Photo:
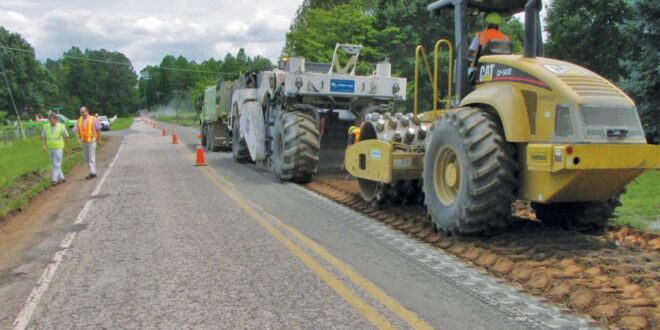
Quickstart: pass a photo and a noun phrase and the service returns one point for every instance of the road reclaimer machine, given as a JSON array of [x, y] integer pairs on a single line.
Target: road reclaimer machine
[[214, 118], [294, 120], [519, 127]]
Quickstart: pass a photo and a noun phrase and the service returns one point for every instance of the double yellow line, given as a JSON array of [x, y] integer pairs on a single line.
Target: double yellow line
[[365, 309]]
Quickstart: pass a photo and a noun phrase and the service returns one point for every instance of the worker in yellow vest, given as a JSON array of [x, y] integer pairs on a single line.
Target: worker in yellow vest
[[88, 131], [54, 139]]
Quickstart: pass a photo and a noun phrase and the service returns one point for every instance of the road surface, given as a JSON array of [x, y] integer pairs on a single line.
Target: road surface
[[159, 243]]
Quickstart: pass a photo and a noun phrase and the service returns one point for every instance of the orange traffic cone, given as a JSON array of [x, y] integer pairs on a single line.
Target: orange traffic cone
[[200, 152]]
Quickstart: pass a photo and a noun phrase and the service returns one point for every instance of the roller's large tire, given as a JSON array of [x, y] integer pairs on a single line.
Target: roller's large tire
[[586, 217], [474, 192], [296, 146], [209, 137], [240, 152]]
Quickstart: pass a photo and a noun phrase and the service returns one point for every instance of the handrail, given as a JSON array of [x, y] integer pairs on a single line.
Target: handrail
[[435, 74], [420, 51]]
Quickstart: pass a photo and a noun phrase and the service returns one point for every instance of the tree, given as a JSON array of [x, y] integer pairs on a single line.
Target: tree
[[642, 80], [177, 79], [589, 33], [323, 29], [29, 82], [103, 81]]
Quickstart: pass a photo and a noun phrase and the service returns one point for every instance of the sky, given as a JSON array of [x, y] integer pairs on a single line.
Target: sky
[[147, 30]]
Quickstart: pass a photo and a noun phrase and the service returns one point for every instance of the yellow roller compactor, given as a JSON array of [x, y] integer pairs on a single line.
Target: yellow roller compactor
[[518, 127]]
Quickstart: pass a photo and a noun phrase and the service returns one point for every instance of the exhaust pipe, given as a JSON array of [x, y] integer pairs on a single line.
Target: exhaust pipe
[[531, 9]]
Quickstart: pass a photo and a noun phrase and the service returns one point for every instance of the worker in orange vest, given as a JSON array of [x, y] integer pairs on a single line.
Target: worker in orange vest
[[492, 32], [88, 131], [353, 135]]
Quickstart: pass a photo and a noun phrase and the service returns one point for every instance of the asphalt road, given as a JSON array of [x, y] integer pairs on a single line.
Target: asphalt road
[[164, 244]]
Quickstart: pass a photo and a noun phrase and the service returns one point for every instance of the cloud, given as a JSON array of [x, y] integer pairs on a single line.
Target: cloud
[[147, 30]]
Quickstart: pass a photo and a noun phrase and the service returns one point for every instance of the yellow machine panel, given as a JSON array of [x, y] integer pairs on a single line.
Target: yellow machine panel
[[583, 172]]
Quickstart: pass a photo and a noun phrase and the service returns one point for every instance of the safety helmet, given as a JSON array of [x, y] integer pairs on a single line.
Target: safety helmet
[[494, 18]]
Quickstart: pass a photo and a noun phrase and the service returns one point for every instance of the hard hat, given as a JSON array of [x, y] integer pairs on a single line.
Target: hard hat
[[494, 18]]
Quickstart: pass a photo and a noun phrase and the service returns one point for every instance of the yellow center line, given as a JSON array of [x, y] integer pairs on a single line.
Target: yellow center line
[[347, 294]]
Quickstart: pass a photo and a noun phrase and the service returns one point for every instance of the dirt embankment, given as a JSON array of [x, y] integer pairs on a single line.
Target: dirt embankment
[[613, 279]]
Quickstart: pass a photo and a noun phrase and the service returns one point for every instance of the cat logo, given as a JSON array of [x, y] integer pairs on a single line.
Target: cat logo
[[486, 72]]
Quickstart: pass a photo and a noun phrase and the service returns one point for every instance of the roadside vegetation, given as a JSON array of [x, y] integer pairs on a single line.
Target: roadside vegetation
[[25, 172], [641, 204], [121, 123]]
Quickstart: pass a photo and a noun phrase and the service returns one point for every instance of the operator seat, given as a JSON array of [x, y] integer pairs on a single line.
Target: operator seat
[[493, 47]]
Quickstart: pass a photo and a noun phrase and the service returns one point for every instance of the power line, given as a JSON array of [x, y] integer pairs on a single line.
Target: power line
[[125, 63]]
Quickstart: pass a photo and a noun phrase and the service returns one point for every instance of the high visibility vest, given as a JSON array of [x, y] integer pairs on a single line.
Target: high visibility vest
[[86, 134], [484, 37], [55, 137]]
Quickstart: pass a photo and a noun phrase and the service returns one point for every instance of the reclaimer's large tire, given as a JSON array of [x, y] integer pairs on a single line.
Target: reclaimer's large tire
[[469, 173], [240, 152], [588, 217], [296, 147]]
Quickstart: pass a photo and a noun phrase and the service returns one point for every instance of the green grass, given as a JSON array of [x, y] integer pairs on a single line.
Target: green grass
[[22, 156], [121, 123], [641, 203], [185, 119], [25, 172]]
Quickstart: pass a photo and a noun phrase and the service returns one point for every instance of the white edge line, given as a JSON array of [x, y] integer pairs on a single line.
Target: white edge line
[[23, 319]]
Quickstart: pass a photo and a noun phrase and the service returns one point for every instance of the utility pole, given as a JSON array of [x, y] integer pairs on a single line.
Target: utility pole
[[13, 102]]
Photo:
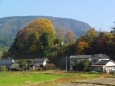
- - - -
* Problem: Turn everything from the line containing "of the white" down to the end of the records into a numbered list, omitting blank lines and leaving the pictures out.

* Answer for this exercise:
1. Quickstart: pass a photo and a noun phrase and the service returns one point for every instance of the white edge line, given as a JSON array of [x, y] integer pairs on a single line.
2. Target: white edge line
3. [[23, 319]]
4. Quickstart: pass a photo and a noun phrase and the service returns one point for every instance of the utility pole, given as a JSON array of [x, y] integer pairs on a single line.
5. Target: utility pole
6. [[13, 102]]
7. Photo:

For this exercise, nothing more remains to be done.